▶ Things to do
[1] From the piece about stalking and scapegoating, list each kind of person that its last paragraph says may become a scapegoat more often.
[2] Check each statement against the piece about stalking and scapegoating. Answer yes or no, and quote the words from the piece that decide it.
(a) Organizations that help women told the writer that trying to stop a stalker is futile in almost any case.
(b) In the quoted book, the cruise ship sinks after a storm.
(c) The writer came across organizational scapegoating in Austria only once.
[3] Write the next part of the piece about stalking and scapegoating, picking up after its final sentence.

The sociopathic stalker I have had has done this and is still using the authorities to exact revenge on me. The authorities, always happy to help men and abusers, were eager to see him as innocent and me as the criminal who reported him to the police for stalking “for no valid reason.”
If you have ever been stalked over a prolonged period as a woman, you may know how hard it is to collect evidence and report the stalking. Organizations that help women have told me it is futile to stop a stalker in almost any case.
In my experience, I repeatedly tried to make this stalker stop, which led to him becoming completely out of control and escalating his stalking, as well as his sadistic engulfment and attempts to keep me his prisoner.
I have also encountered the phenomenon of organizational scapegoating repeatedly in Austria. The dynamics I have experienced are described in Maurizio Catino’s book:
“One of the largest cruise ships ever built sinks near the coast after hitting some underwater rocks. Several people die in the accident. Who is to blame? When coping with negative events, organizations can choose between two strategies: they can either take responsibility and implement (expensive) remedial actions or blame those who were directly involved in the fact—the scapegoats. Organizations and institutions must learn from failures if they want to avoid repeating them. However, one of the main limits to organizational and institutional learning is addressing systemic problems of an organizational nature with solutions targeting the individual. This approach favors inertia and the creation of ‘organizational scapegoats.’ Pursuing scapegoats without changing the system only ensures that the actors will continue to behave as they did before, and no virtuous learning from the events that have occurred will take place in the organization. The purpose of this book is to systematically understand how and why organizations create scapegoats.”
In my experience, some people become scapegoats more often than others. In patriarchal societies, women may become scapegoats more often than men; in countries with dictatorial setups or those on the path to becoming dictatorships (or what I would call ‘a dictatorship in disguise’—where the power structures of a dictatorship exist without most people realizing it), journalists, bloggers, authors, or others who report the truth of what is going on may also become scapegoats more frequently. Victims who report the abuse they have experienced may experience the same. Often, the scapegoat is actually innocent.

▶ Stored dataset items
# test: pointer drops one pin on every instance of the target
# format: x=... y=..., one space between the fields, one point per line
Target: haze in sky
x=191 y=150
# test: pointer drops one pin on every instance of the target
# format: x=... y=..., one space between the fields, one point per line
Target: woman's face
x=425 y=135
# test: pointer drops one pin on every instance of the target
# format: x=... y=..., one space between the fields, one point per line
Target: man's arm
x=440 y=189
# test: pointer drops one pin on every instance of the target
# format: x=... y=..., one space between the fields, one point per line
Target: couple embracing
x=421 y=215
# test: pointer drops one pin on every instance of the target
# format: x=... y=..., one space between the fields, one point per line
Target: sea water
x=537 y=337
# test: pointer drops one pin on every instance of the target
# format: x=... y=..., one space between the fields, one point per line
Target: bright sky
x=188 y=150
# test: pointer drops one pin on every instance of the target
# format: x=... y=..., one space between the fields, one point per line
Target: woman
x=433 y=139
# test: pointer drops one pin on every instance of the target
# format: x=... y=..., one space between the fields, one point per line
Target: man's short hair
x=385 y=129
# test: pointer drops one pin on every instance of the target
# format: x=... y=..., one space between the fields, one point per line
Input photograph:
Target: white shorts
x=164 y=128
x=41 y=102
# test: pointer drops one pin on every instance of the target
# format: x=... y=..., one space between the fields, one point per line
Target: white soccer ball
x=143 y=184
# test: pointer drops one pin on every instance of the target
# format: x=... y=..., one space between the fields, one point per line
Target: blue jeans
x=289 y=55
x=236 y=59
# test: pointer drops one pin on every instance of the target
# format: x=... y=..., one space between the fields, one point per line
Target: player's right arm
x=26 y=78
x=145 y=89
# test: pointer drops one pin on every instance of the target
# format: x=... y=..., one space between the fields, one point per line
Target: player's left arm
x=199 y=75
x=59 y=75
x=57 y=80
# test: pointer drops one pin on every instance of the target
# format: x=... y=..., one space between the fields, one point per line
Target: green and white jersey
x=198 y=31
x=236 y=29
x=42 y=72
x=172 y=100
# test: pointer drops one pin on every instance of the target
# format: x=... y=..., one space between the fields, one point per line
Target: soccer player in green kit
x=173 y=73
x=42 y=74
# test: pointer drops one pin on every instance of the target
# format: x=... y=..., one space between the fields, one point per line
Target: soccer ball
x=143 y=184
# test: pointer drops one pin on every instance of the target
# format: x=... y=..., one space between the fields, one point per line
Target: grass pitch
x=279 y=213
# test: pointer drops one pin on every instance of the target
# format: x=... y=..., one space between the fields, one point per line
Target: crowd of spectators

▶ Answers to the problems
[1]
- Women (in patriarchal societies)
- Journalists
- Bloggers
- Authors
- Others who report the truth of what is going on
- Victims who report the abuse they have experienced

[2]
(a) Yes: "Organizations that help women have told me it is futile to stop a stalker in almost any case."
(b) No: "sinks near the coast after hitting some underwater rocks"
(c) No: "I have also encountered the phenomenon of organizational scapegoating repeatedly in Austria."

[3]
In family systems, people also have different roles. If you were ‘born’ into the role of the scapegoat, you may have been blamed by your family for things that weren’t your fault your whole life.
Maurizio Catino describes the definition of a scapegoat as follows:
“The term scapegoat means, in the ideal-typical formulation, a sort of sacrificial victim, an animate being (man or animal), or even an inanimate object, to which the evils and faults of the community are attributed—evils and faults which the community, through this process of transfer, is able to rid itself of. Another use of the term refers to situations in which an innocent person is punished for wrongful or guilty actions committed by someone else.”
He also mentions a third kind of scapegoat, an individual in an organization, who “pays for faults that also pertain to others.”
While a completely innocent person may be blamed in an organization and have to take on the blame for something they did not do, Maurizio Catino describes another common setting, where the organizational scapegoat is
“the subject who pays for faults that also pertain to others. (…) The organizational scapegoat bears responsibility for the disputed event, but this responsibility is exaggerated by the accusers, who underestimate the context in which the event took place and the role and actions of other agents. In some cases, the scapegoat, for convenience’s sake, consents to assume this role; in others, this consent is not given.”
The creators of the scapegoat are what are called “blamemongers.”
The stages that lead to the creation of a scapegoat in an organization are usually similar.
According to Maurizio Catino, the process usually follows this pattern:
“Typically, the initial stage begins with the manifestation of a negative event (e.g., a crisis, bankruptcy, accident, scandal); next, the organization faces the risk of legal sanctions and severe costs; and finally, there is a stage characterized by the identification of one or more people as scapegoats. This latter move leads to an outcome for the organization, which is generally a positive one, such as avoiding or reducing sanctions, costs, stigma, and negative social evaluations.”
Organizations usually deal with such situations in two ways:
“The first is to admit responsibility for the event and its consequences and implement measures for improvement and change: an organizational and institutional learning strategy. The second is to try to transfer responsibility to people immediately involved in the event—the bad apples. This can involve accusing the latter of negligence in the case of an accident, or of being rogue employees in the case of misconduct. This second strategy produces inertia because by creating a scapegoat, the organization, and the ruling coalition in particular, will be safe: above all, they will not have to implement potentially costly remedial measures. Exemplary punishment of the scapegoat seems to be the solution identified by an organization to overcome a state of crisis.”
Not only individuals can become scapegoats, but groups of people can, too. Think of the Jews before and during the Second World War, as a whole group of people who became the scapegoat of a dictatorial regime—they weren’t actually the ones to blame but had to take on the blame for things they didn’t cause, do, or for which they weren’t otherwise responsible. This is common regarding scapegoats.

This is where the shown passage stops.